Siegel found that historically the biggest factor in productivity growth has been advances in communication — writing, the printing press, telegraph and telephone, and the Internet. Communication improvements should spur high productivity growth in the developing world, he said. “The Internet can play a role today akin to Ts’ai Lun’s development of paper in the first century and Johannes Guttenberg’s invention of the printing press in the fifteenth,” Siegel writes. “The communications revolution has set the stage for the entire world to experience robust economic growth.”
High growth in developing countries will spur high stock returns in many of those countries, making foreign stocks attractive to Americans, Siegel said. But he cautions against falling into the growth trap. Since many investors already expect good stock returns in China and India, stocks in those countries may already be priced too high to provide top-level returns in coming decades — just as IBM shares were priced too high over the past 50 years.
China grew dramatically in the 1990s, but over-enthusiasm among investors made Chinese stocks overpriced. A $1,000 investment in an index of Chinese stocks in 1992 would have fallen to $320 by the end of 2003. Meanwhile, an identical investment in Brazil, which began the 1990s in political and economic turmoil and was spurned by most investors, would have grown to $4,781. “The conventional wisdom that investors should buy stocks in the fastest-growing countries is wrong for the same reason that buying the fastest-growing firms is wrong,” Siegel writes.
Investing in developing nations is risky. Investors cannot be certain that other troubled countries will recover as Brazil did, or that currency fluctuations will not wipe out Americans’ gains in foreign stocks. To avoid putting too much money into any one region or country, Siegel recommends allocating a stock portfolio with an eye to each country’s share of world equity values — U.S. and Canada, 54.9%; Europe, 27.8%; Japan, 9.1%; other developed Asian countries (Australia, Hong Kong, Singapore and New Zealand), 3.2%.
As a group, emerging markets should get 4.9% — Korea, 0.9%; Taiwan, 0.5%; China, 0.4%; Brazil, 0.4%; Mexico, 0.3%; India, 0.3%; Russia, 0.2%; and other emerging countries, 1.9%.
A number of mutual fund companies offer indexed funds and exchange-traded funds for U.S. and foreign stocks, allowing investors to own a wide assortment of stocks in a variety of countries at very low cost, Siegel said.

:: Exercise set ::
A. In the text on growth and stock returns, what would a $1,000 investment in an index of Chinese stocks in 1992 have fallen to by the end of 2003?
B. Decide whether each statement agrees with the text on growth and stock returns. Answer yes or no, and quote the words from the text that settle it.
(i) Siegel recommends that emerging markets as a group get 4.9% of a stock portfolio.
(ii) Brazil began the 1990s as a favorite of most investors.
(iii) Siegel found that advances in communication have historically been the biggest factor in productivity growth.
C. Output everything in the text on growth and stock returns from "High growth in" down to "past 50 years.", copied word for word.

:: Data section ::
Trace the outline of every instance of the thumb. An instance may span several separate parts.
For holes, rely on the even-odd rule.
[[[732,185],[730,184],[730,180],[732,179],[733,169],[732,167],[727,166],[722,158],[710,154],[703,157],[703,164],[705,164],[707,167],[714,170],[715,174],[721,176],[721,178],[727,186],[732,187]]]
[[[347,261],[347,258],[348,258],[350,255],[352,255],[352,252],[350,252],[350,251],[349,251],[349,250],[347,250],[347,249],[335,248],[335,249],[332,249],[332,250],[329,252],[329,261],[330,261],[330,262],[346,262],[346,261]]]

:: Answers in order ::
A. $320

B.
(i) Yes: "As a group, emerging markets should get 4.9%"
(ii) No: "which began the 1990s in political and economic turmoil and was spurned by most investors"
(iii) Yes: "historically the biggest factor in productivity growth has been advances in communication"

C.
High growth in developing countries will spur high stock returns in many of those countries, making foreign stocks attractive to Americans, Siegel said. But he cautions against falling into the growth trap. Since many investors already expect good stock returns in China and India, stocks in those countries may already be priced too high to provide top-level returns in coming decades — just as IBM shares were priced too high over the past 50 years.